◆ **EXERCISE**
Counting only lines below that hold "woman", give the total alone.

◆ **PROVIDED DATA**
::::

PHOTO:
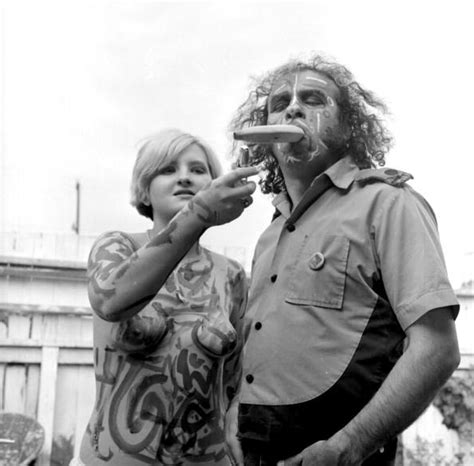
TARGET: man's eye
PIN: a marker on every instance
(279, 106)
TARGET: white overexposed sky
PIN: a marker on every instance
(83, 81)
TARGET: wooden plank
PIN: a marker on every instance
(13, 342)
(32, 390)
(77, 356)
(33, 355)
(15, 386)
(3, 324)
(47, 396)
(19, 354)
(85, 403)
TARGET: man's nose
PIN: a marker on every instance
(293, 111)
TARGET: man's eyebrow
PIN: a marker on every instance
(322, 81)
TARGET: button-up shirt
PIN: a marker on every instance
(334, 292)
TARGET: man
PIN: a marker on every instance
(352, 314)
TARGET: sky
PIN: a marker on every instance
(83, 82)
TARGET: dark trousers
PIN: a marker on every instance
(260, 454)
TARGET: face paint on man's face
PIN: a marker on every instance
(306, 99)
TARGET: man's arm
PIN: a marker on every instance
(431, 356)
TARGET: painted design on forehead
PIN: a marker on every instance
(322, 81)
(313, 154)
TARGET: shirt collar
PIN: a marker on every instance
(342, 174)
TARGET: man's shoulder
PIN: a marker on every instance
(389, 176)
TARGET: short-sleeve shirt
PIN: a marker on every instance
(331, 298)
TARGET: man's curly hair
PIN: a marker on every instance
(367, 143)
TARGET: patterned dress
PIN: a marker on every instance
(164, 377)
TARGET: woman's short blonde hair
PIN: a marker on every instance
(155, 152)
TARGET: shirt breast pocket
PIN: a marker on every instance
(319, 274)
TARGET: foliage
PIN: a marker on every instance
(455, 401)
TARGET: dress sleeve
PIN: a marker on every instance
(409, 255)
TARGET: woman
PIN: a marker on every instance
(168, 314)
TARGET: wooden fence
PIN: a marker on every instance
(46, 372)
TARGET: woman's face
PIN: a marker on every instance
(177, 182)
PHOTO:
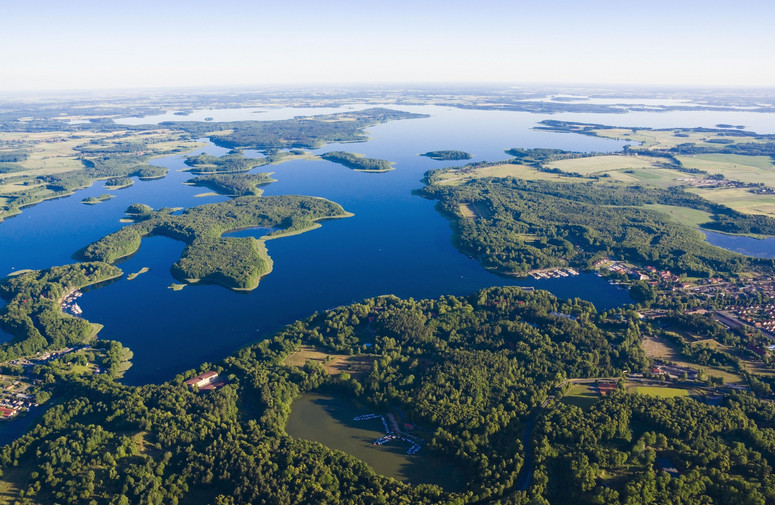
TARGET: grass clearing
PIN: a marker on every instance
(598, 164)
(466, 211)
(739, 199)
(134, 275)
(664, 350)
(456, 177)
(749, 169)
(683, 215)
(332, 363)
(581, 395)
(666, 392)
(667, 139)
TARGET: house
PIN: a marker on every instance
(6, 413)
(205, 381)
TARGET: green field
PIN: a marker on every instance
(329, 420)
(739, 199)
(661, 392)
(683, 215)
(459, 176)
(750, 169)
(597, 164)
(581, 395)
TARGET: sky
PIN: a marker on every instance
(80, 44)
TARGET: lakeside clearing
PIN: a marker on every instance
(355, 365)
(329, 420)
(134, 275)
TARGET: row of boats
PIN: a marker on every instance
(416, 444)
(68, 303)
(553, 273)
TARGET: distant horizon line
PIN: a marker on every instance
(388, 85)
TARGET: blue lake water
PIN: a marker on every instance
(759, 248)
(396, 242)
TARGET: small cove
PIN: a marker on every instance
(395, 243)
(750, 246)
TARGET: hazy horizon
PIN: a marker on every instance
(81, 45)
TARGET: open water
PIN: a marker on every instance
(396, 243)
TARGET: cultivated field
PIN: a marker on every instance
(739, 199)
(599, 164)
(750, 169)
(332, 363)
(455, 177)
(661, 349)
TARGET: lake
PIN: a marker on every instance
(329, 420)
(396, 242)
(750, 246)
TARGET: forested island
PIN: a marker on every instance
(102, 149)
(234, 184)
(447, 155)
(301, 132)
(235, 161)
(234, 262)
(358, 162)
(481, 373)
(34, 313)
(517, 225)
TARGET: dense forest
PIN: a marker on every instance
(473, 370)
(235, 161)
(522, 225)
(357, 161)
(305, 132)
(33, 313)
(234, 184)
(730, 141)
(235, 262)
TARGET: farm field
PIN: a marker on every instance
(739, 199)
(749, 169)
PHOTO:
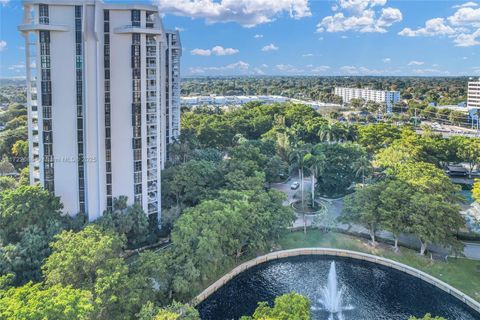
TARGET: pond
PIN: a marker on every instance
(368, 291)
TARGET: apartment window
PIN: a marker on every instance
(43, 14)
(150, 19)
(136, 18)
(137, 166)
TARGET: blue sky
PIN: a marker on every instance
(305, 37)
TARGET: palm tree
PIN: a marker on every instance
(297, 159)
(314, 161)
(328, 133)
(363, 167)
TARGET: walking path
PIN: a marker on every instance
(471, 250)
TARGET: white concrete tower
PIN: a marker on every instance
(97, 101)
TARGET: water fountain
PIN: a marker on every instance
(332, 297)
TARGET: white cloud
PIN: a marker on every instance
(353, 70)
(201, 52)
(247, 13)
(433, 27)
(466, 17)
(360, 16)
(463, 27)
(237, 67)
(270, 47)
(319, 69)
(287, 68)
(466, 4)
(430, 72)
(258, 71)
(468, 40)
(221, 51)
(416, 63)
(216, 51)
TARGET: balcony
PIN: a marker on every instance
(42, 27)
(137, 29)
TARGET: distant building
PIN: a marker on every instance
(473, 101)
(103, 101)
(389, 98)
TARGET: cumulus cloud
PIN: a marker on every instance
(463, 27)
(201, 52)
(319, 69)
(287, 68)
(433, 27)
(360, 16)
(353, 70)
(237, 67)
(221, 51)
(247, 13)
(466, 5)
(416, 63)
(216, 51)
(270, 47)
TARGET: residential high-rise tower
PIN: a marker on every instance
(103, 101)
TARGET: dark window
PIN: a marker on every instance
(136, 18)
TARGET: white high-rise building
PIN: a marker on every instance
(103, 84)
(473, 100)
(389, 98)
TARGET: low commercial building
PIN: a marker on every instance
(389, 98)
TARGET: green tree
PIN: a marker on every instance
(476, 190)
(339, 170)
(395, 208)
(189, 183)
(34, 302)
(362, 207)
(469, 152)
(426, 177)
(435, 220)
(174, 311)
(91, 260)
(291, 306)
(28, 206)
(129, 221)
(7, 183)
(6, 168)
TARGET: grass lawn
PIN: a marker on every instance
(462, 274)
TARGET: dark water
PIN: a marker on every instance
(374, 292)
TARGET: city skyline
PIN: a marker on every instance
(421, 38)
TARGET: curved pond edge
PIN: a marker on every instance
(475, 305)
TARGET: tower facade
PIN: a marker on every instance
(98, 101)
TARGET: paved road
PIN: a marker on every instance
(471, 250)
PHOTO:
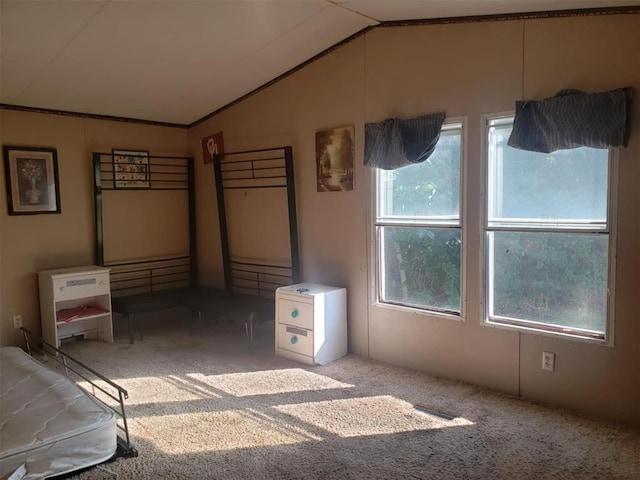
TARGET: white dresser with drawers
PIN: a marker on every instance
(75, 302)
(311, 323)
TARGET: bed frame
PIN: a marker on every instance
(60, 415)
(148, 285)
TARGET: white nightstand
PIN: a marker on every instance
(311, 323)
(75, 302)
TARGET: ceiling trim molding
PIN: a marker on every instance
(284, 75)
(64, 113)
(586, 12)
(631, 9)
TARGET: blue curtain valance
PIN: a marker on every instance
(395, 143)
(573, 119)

::::

◆ **TASK OUTPUT**
3